* SHORT TASK 1 *
Please put the records from the line containing "# point at: cat's ear" up to and including the line containing "x=223, y=485" into a JSON list of strings, one string per line, leaving out blank lines.

* EXCERPT *
╔══

In his State of the State address last week, Governor Holcomb hailed an unprecedented economic development hot streak for Indiana – six consecutive years of record-breaking capital commitments, including $22 billion in 2022.

It’s a number worthy of a victory lap, but the Governor hopes to set an even faster pace for business expansion and job creation, urging lawmakers to pass a budget that helps Indiana “fly out of the fourth turn and edge out the competition” over the next two years.

Economic opportunity is fueled by human capital, and talent is a deserving theme of Governor Holcomb’s agenda: Attracting Hoosiers by choice while raising the bar for educating our homegrown workforce from preschool to post-secondary degrees and training, investing in amenities like trails that enhance our lives and public health programs to extend them.

Indiana REALTORS see another growth priority that demands attention – to call Indiana home, talent needs homes to call their own. But our housing supply isn’t keeping up with population or employment gains, threatening to put the brakes on our momentum.

Indiana grew by 125 new households for every 100 new housing units built over the last ten years. The state’s economy created more than twice the number of new private sector jobs versus housing units since 2010.

REALTORS market data depicts a more dramatic slide in housing supply as defined by monthly active listings: Our average inventory of homes for sale has dropped 80% since the start of the 2010s. Especially over the past five years of strong net migration and new business investment, this has meant rising prices and intense competition among homebuyers for fewer options.

╚══

(Coordinate labeling data)

╔══

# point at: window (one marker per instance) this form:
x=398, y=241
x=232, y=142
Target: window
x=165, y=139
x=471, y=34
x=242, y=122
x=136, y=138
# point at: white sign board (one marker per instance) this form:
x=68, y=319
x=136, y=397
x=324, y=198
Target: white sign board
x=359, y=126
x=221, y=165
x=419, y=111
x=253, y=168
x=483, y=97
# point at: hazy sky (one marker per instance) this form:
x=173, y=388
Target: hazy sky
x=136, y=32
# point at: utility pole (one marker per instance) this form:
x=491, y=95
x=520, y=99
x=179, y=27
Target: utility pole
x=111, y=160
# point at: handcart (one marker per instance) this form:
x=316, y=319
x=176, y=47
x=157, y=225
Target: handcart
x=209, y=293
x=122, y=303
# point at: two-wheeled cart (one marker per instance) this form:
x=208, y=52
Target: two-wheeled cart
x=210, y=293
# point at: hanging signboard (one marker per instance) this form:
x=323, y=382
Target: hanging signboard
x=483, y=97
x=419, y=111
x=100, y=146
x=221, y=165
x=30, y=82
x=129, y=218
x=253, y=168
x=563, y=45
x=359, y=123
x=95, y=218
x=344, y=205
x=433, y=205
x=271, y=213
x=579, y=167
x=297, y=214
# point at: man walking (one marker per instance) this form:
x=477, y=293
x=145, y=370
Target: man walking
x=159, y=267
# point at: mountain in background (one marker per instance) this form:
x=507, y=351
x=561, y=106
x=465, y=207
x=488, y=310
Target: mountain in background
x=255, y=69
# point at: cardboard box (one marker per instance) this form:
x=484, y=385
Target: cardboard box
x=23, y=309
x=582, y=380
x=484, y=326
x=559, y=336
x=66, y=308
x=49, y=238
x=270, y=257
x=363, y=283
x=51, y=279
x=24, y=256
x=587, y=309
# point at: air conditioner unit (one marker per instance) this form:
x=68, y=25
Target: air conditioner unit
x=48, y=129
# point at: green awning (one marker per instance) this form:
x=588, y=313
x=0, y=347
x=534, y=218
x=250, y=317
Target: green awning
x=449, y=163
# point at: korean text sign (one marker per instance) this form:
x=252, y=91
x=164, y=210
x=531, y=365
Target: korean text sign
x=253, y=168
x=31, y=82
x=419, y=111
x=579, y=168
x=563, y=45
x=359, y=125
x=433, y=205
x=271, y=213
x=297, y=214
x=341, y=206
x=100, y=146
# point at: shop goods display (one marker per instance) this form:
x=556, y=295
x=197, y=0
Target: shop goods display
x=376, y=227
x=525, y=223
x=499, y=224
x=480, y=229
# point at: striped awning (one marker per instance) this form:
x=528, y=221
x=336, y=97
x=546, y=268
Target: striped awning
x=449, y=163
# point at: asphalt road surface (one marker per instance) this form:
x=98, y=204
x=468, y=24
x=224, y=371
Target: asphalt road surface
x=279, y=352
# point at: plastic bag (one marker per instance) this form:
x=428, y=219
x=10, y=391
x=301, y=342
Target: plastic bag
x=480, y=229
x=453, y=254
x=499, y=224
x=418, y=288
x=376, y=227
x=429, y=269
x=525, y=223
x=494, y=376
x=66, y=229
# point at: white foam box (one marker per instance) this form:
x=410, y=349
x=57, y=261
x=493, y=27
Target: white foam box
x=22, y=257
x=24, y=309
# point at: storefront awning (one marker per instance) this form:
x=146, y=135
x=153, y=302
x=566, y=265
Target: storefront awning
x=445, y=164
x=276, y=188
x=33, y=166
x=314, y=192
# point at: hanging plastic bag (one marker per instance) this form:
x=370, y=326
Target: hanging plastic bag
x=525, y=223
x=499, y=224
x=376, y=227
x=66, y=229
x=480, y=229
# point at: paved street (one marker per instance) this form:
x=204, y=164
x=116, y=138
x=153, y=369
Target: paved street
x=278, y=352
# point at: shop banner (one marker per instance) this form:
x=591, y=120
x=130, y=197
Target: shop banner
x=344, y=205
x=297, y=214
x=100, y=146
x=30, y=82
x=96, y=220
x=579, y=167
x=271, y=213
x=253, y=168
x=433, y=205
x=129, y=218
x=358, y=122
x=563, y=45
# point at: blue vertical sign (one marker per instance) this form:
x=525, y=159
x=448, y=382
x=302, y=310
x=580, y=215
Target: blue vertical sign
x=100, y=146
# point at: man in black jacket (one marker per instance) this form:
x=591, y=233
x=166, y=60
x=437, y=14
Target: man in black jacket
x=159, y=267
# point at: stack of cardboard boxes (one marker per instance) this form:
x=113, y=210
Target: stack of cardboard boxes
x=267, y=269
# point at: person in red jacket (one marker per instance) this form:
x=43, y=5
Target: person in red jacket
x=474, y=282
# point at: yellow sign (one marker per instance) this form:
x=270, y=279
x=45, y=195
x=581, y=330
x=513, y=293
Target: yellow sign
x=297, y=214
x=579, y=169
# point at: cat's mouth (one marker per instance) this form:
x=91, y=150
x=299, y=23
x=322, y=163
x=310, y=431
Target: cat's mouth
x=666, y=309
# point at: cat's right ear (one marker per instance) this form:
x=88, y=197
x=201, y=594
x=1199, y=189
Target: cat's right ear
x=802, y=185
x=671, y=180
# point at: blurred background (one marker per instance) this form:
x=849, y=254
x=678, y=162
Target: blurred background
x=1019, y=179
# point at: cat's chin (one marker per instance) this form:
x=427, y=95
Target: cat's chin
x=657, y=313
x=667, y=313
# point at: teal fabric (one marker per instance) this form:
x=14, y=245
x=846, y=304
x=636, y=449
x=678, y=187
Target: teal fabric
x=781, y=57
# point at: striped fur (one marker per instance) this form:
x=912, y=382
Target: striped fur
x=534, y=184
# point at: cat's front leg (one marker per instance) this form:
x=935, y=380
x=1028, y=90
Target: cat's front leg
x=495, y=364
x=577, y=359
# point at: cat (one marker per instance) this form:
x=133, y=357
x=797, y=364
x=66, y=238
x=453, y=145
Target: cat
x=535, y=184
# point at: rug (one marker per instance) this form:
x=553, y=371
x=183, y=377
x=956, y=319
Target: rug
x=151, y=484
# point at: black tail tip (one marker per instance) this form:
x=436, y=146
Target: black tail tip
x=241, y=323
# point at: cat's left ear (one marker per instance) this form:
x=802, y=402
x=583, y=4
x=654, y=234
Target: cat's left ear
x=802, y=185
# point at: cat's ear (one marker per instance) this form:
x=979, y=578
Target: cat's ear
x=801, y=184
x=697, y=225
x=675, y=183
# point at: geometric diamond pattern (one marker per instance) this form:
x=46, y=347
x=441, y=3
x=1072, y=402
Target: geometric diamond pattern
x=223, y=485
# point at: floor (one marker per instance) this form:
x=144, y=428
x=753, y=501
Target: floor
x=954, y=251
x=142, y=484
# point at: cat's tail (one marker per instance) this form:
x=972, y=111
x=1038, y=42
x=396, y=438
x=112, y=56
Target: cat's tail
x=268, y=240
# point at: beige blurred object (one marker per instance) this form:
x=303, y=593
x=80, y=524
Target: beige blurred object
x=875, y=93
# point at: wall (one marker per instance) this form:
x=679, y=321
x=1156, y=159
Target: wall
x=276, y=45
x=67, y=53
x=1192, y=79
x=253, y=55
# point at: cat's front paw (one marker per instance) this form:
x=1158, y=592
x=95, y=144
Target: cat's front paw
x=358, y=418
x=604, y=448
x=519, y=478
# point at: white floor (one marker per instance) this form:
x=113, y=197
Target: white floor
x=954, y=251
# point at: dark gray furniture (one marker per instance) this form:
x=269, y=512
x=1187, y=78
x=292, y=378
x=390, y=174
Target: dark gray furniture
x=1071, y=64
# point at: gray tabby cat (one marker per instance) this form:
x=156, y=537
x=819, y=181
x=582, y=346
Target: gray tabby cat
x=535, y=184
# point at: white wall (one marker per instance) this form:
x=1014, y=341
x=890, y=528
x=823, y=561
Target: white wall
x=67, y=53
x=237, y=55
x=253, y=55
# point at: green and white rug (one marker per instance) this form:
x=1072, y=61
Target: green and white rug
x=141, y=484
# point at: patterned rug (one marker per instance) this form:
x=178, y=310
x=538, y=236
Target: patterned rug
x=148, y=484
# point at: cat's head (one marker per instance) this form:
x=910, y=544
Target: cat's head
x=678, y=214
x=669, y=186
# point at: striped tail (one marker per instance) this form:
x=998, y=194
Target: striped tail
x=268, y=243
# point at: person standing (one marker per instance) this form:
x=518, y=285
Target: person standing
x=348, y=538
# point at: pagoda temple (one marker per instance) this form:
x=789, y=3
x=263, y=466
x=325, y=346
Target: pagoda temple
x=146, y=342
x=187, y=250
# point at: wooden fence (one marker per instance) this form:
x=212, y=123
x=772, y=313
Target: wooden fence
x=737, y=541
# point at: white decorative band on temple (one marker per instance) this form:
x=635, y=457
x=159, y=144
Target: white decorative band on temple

╚══

* SHORT TASK 2 *
Answer these questions about the Indiana housing excerpt:
(a) What amount of capital commitments did Indiana record in 2022?
(b) How many new households did Indiana gain for every 100 new housing units built over the last ten years?
(c) By what percentage has the average inventory of homes for sale dropped since the start of the 2010s?

* COMPLETE RESPONSE 1 *
[
  "# point at: cat's ear (one marker per instance) this form:",
  "x=979, y=578",
  "Target: cat's ear",
  "x=801, y=184",
  "x=697, y=225",
  "x=675, y=183",
  "# point at: geometric diamond pattern (one marker per instance) this form:",
  "x=46, y=347",
  "x=441, y=3",
  "x=1072, y=402",
  "Target: geometric diamond pattern",
  "x=223, y=485"
]

* COMPLETE RESPONSE 2 *
(a) $22 billion
(b) 125
(c) 80%